Objective>
Copy the lines below verbatim, from the line containing "Please trace the outline of every instance of the snow-covered" through the last line, inclusive.

Given records>
+ + + + +

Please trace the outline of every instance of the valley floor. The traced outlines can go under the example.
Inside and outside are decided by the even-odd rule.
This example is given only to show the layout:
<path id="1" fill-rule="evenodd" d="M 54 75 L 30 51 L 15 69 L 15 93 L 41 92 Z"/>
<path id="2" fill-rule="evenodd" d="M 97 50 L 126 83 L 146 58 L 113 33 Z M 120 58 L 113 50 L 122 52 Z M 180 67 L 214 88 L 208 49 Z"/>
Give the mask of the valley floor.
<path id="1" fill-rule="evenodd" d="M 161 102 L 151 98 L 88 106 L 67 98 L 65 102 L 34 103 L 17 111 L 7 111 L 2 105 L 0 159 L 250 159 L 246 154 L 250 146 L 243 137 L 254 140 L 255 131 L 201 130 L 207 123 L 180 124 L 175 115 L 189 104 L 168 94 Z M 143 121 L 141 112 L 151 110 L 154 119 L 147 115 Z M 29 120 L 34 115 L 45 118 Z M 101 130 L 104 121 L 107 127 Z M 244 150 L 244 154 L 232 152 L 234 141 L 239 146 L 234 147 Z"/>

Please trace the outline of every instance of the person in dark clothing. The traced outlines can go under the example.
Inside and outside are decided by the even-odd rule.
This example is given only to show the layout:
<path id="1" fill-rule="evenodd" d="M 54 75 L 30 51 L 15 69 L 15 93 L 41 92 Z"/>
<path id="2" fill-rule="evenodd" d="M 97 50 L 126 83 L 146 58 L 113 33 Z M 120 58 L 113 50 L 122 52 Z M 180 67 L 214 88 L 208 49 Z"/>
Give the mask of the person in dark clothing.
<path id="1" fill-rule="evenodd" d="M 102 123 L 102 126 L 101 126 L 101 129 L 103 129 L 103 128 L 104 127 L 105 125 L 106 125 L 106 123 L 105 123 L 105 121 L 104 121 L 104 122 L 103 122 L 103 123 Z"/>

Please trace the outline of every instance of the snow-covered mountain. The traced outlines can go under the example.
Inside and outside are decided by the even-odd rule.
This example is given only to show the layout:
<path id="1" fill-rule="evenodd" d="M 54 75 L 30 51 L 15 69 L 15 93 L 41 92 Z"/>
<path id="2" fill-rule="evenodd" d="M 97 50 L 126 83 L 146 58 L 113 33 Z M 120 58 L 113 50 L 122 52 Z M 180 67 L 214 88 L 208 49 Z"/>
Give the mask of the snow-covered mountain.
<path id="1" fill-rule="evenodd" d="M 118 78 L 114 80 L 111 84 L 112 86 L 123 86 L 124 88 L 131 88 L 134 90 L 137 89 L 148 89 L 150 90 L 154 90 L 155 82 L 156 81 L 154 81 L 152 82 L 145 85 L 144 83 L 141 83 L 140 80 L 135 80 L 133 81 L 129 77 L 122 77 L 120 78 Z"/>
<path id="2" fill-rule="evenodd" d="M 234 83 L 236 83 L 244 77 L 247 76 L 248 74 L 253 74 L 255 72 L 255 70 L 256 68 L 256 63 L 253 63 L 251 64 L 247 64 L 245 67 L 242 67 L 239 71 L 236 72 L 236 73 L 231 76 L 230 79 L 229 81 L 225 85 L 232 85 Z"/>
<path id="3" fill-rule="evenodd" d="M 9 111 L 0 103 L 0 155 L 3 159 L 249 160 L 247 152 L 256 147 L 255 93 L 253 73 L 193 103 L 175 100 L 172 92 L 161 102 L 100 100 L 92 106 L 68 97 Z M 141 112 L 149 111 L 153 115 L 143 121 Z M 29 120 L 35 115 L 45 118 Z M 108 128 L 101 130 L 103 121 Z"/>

+ + + + +

Exercise result>
Please trace the outline of every instance of the snow-covered mountain. The traced outlines can go under the example.
Inside and outside are decided by the even-odd rule.
This example is given only to show the layout:
<path id="1" fill-rule="evenodd" d="M 54 75 L 30 51 L 15 69 L 15 93 L 41 92 Z"/>
<path id="2" fill-rule="evenodd" d="M 97 50 L 126 83 L 146 58 L 113 33 Z M 120 58 L 113 50 L 122 52 Z M 180 67 L 214 88 L 208 49 Z"/>
Give the mask of the snow-covered mountain.
<path id="1" fill-rule="evenodd" d="M 118 78 L 114 80 L 111 84 L 112 86 L 123 86 L 124 88 L 131 88 L 134 90 L 137 89 L 148 89 L 150 90 L 154 90 L 155 82 L 156 81 L 154 81 L 152 82 L 145 85 L 144 83 L 141 83 L 140 80 L 135 80 L 133 81 L 129 77 L 122 77 L 120 78 Z"/>
<path id="2" fill-rule="evenodd" d="M 234 83 L 236 83 L 244 77 L 247 76 L 248 74 L 253 74 L 255 72 L 255 70 L 256 68 L 256 63 L 253 63 L 251 64 L 247 64 L 245 67 L 242 67 L 239 71 L 236 72 L 236 73 L 231 76 L 230 79 L 229 81 L 225 85 L 232 85 Z"/>
<path id="3" fill-rule="evenodd" d="M 9 111 L 0 103 L 0 155 L 3 159 L 249 160 L 247 152 L 256 147 L 255 93 L 253 73 L 193 103 L 175 100 L 172 92 L 161 102 L 100 100 L 92 106 L 68 97 Z M 141 112 L 149 111 L 153 115 L 143 121 Z M 29 120 L 35 115 L 45 118 Z M 108 128 L 101 130 L 103 121 Z"/>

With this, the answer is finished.